▸ TASK OBJECTIVE
Reproduce the part of the golden-hour photo thread starting at "Maybe some low-key" and ending at "compete in anything.".

▸ READING PASSAGE
# photos in the golden hour



## RiverRun (Jun 29, 2011)

nothing special


----------



## lauren43 (Feb 6, 2011)

Your new boy is looking so grown up already, I can't believe it..Where has the time gone?


----------



## RiverRun (Jun 29, 2011)

I cant believe it either! I looked at pictures of him a few weeks ago at the lake and he still had all his baby molars! Now, he doesn't have any baby teeth left! It's like he turned into a grown dog overnight on me!


----------



## lauren43 (Feb 6, 2011)

He is to die for. I am not going to lie him and your Chihuahua are my favorites!! Are you "doing" anything with him? LOL I see dogs like him and I think active--needs job..Any dog sports in his future?


----------



## RiverRun (Jun 29, 2011)

Maybe some low-key agility. I have big time restraints with my job right now, but I plan on getting some agility equipment built in my backyard soon. I will see how he does and go from there. He is a spring with an abundance of energy! He will mainly be my hiking/traveling dog though. Not sure if I will ever have the time to actually compete in anything. 
I am planning on training my chihuahua on agility too  she is so spunky.


----------



## DaneMama (Jun 27, 2008)

Great photos!


----------



## naturalfeddogs (Jan 6, 2011)

Gosh those are so good! I can't wait to get a new camera one day.


----------



## lauren43 (Feb 6, 2011)

I only ask cause I'm sure he gives you a run for your money!!


----------



## RiverRun (Jun 29, 2011)

lauren43 said:


> I only ask cause I'm sure he gives you a run for your money!!


that he does...and not only me, he does the same with the other dogs in the house! haha.


----------



## xchairity_casex (Oct 8, 2011)

Beautiful photos!


----------



## NutroGeoff (May 15, 2013)

That's really a good looking bunch! Looks like they are happy and having so much fun!


----------

(Saved dataset items)

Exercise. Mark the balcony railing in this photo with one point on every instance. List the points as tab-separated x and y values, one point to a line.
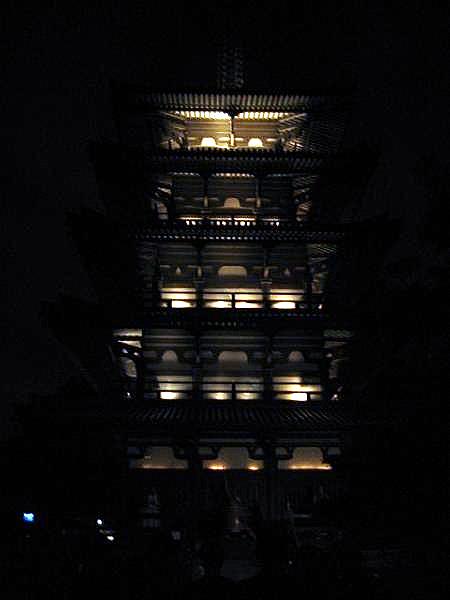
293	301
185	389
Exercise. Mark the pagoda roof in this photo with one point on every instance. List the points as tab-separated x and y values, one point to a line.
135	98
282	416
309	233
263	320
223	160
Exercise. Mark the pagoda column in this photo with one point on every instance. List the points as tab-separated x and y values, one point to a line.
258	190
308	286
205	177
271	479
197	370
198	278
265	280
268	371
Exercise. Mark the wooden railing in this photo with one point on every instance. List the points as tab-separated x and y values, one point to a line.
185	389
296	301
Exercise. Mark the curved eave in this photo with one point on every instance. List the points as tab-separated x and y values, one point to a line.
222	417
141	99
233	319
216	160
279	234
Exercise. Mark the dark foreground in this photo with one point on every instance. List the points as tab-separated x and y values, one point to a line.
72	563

---

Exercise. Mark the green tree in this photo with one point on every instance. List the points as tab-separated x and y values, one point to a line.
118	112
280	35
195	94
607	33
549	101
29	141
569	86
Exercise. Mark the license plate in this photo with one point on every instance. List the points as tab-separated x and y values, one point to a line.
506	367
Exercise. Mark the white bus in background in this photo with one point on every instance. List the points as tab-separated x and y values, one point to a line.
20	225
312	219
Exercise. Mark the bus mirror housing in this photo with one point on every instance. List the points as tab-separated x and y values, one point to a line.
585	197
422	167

▸ ANSWER TO THE TASK
Maybe some low-key agility. I have big time restraints with my job right now, but I plan on getting some agility equipment built in my backyard soon. I will see how he does and go from there. He is a spring with an abundance of energy! He will mainly be my hiking/traveling dog though. Not sure if I will ever have the time to actually compete in anything.